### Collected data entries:
╔══
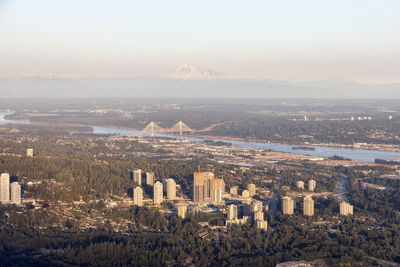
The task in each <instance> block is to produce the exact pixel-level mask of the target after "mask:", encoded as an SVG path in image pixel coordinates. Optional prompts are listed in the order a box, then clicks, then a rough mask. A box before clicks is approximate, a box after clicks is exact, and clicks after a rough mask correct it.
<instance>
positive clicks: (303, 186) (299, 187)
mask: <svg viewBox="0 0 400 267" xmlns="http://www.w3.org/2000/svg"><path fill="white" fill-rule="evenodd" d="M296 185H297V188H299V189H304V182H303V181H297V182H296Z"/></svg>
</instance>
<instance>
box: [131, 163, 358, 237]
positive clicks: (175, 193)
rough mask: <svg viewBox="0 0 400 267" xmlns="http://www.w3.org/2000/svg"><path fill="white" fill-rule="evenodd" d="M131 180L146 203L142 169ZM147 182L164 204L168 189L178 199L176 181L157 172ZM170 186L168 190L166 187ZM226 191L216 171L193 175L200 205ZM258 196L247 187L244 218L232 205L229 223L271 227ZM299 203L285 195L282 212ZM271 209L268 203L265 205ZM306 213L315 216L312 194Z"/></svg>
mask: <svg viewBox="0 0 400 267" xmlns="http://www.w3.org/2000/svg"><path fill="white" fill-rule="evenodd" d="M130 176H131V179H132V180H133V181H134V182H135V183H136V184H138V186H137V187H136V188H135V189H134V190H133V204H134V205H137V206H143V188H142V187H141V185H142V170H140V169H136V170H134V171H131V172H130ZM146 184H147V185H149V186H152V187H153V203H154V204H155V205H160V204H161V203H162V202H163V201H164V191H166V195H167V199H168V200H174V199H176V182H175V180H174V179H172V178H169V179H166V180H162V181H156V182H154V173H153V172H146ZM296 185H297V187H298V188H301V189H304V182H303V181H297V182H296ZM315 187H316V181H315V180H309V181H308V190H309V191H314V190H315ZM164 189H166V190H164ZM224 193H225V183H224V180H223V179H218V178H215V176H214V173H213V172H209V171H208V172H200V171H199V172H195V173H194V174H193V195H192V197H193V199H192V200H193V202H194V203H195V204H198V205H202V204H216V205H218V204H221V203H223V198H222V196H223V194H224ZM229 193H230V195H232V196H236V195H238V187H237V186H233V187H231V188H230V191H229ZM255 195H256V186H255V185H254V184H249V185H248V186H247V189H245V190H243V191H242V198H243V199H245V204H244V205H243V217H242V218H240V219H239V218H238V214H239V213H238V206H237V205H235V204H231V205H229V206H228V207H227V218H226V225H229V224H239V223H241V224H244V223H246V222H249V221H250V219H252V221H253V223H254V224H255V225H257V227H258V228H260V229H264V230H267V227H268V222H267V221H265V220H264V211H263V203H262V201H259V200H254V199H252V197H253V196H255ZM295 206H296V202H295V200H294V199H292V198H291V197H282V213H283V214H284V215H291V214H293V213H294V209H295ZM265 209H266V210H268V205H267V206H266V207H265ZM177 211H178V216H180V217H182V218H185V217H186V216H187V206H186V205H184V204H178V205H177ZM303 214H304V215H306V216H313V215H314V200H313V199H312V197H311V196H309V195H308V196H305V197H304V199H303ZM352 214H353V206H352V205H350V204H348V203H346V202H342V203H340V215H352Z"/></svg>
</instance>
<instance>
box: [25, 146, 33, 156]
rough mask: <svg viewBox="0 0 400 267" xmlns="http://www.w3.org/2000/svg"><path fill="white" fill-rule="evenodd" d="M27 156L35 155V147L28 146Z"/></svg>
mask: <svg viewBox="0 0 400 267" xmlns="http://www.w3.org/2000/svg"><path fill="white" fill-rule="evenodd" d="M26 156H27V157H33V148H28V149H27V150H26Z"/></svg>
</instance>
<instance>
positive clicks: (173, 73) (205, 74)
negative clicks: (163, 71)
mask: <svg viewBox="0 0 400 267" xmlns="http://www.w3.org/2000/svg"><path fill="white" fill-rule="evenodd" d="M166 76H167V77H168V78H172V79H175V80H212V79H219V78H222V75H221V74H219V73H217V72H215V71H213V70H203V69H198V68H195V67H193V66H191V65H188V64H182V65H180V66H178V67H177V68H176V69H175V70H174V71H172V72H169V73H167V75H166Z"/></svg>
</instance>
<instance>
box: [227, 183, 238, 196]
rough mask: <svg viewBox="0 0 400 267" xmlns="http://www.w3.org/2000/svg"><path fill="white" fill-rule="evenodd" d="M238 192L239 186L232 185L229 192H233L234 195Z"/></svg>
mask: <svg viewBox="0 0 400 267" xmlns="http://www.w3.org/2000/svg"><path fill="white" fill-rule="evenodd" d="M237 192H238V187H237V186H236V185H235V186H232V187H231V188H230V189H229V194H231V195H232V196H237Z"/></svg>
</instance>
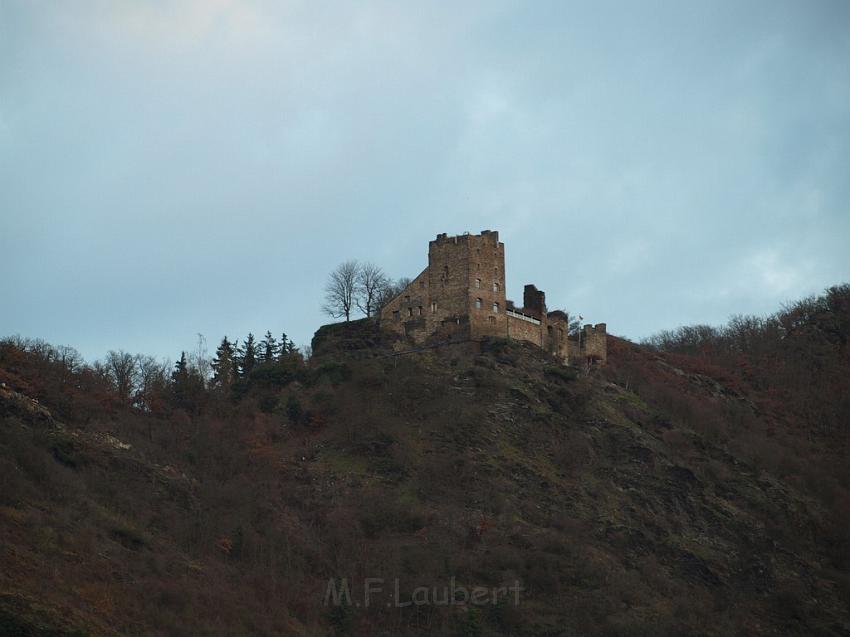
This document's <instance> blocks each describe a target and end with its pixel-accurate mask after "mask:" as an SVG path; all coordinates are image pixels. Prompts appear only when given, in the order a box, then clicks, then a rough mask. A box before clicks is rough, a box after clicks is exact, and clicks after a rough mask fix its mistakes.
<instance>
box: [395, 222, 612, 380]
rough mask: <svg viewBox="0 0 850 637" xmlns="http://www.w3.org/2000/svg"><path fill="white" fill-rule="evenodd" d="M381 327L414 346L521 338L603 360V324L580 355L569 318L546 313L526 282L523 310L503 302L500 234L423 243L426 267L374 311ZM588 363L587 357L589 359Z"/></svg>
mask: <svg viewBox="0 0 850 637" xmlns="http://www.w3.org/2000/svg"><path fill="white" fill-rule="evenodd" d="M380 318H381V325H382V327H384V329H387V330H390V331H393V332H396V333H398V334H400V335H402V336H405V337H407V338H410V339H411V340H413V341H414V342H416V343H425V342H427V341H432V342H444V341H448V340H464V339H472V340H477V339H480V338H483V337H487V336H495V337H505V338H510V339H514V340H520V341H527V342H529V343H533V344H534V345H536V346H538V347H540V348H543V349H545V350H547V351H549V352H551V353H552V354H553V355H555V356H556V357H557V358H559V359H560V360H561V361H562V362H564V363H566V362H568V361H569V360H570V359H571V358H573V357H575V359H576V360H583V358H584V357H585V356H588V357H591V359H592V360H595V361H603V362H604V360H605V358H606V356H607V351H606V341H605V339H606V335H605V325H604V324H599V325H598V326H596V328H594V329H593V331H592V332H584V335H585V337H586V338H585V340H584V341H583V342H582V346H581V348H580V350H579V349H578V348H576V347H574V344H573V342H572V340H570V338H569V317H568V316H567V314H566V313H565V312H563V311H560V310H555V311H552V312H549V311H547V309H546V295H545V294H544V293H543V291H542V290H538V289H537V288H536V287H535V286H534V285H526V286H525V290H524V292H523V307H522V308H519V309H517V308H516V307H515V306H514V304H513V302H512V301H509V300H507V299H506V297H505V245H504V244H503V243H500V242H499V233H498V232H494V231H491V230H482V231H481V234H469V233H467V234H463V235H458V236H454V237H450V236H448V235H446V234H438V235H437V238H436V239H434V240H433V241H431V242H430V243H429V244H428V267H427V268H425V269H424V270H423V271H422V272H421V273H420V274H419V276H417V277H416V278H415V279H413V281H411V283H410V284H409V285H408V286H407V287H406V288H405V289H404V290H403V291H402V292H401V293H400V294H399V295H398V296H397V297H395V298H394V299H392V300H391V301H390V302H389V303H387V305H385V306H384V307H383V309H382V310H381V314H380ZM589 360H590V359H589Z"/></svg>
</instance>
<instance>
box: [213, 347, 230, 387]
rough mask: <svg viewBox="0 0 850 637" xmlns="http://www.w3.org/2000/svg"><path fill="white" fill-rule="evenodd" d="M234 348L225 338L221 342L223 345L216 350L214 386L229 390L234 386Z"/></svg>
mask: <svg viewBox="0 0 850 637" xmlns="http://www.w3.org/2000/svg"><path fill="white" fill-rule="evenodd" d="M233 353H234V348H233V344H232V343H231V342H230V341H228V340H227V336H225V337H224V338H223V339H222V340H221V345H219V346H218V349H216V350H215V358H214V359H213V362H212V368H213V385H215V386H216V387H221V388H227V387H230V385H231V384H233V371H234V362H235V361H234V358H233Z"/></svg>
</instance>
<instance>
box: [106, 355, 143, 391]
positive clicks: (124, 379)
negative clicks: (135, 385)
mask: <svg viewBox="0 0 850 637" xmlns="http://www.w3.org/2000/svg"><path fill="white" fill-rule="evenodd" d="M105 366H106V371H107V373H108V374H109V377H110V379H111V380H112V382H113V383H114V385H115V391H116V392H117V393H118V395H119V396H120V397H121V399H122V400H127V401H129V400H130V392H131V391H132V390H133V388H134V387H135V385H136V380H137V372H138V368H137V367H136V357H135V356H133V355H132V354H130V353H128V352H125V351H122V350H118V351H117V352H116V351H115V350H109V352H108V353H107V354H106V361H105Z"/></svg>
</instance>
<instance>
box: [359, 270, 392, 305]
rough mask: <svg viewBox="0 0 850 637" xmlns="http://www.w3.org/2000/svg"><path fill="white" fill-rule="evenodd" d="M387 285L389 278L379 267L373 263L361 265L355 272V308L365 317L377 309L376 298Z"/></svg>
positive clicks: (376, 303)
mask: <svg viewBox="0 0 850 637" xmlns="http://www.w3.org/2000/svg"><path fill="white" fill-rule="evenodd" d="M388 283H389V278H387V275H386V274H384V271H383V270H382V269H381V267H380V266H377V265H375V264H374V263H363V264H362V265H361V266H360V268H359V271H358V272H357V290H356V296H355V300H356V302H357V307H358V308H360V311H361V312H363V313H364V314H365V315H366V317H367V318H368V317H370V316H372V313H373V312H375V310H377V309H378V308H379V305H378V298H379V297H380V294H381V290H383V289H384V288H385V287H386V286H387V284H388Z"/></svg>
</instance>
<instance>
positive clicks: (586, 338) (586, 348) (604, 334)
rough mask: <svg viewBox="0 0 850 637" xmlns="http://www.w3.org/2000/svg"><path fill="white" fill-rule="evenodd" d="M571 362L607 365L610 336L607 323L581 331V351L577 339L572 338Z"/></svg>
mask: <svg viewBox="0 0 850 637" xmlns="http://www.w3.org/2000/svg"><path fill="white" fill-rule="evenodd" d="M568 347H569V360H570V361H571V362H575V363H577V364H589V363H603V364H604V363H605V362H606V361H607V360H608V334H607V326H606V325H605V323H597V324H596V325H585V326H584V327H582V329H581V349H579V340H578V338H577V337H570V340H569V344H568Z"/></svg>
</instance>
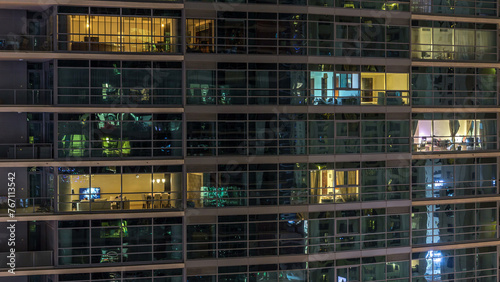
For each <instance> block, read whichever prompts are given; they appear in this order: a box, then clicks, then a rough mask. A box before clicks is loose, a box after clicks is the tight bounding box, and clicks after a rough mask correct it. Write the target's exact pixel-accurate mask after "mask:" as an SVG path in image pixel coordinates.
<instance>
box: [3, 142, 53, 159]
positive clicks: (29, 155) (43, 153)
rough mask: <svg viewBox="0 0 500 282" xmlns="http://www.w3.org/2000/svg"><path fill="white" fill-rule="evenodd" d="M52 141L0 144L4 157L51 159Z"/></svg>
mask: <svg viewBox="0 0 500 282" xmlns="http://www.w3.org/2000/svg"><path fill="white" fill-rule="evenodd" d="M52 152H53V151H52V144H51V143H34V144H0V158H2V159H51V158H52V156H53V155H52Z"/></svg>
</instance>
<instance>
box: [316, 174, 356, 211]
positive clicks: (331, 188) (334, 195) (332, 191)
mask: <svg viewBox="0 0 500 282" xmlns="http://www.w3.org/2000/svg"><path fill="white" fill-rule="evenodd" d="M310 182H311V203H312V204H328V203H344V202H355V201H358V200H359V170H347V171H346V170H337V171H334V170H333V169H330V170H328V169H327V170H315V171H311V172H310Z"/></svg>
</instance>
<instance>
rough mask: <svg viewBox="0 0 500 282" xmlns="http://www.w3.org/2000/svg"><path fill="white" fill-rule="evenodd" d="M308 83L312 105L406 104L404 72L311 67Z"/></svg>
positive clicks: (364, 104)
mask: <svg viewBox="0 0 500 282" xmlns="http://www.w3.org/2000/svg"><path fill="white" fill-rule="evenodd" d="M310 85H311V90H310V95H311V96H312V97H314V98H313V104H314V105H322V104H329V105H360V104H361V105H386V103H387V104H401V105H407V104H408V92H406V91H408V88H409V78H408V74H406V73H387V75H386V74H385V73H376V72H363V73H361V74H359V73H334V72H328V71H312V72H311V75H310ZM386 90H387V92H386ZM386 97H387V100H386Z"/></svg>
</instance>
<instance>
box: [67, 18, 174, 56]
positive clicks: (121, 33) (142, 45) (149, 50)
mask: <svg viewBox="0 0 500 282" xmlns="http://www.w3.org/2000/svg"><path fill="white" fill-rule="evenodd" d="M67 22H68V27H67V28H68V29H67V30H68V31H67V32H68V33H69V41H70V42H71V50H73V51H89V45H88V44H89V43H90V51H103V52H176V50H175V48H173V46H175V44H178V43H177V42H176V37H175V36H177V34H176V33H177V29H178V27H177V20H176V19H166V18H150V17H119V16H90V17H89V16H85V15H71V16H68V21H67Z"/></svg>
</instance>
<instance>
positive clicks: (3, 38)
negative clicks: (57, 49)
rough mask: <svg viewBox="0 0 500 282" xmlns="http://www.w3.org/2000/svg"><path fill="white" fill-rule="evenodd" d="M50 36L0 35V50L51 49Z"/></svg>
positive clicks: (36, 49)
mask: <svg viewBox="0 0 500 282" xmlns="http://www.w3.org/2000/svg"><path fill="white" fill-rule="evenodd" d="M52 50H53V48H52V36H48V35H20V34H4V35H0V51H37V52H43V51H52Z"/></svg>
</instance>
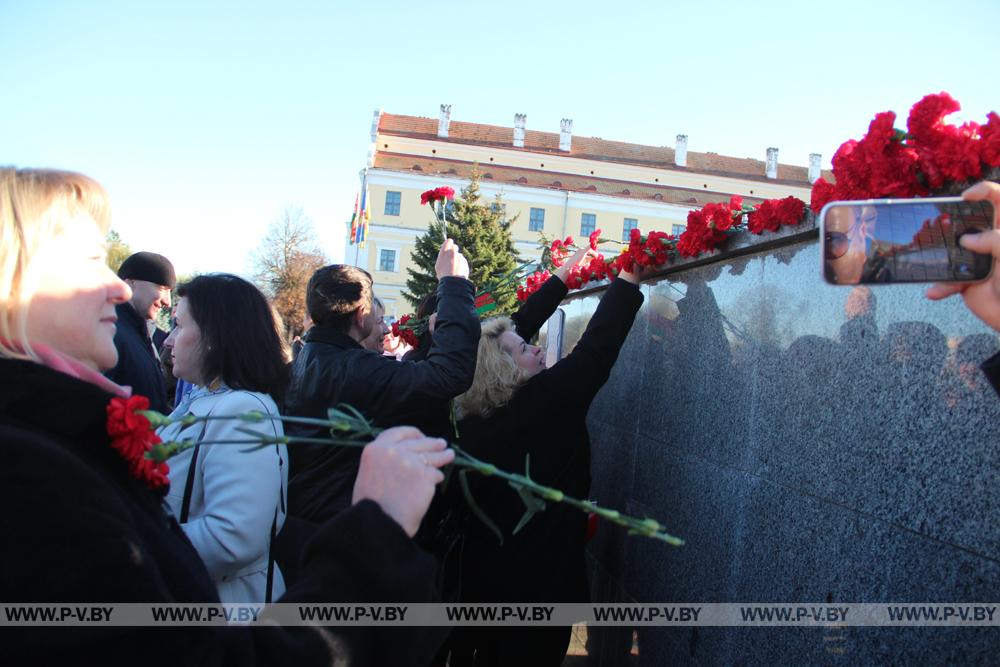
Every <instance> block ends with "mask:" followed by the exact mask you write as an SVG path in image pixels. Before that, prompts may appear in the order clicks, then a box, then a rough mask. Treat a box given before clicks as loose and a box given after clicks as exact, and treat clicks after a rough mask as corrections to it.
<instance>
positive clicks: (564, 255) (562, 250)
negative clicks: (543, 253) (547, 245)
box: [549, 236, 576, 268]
╚══
Please count the lines in the records above that contain the string "negative", and give only that number.

4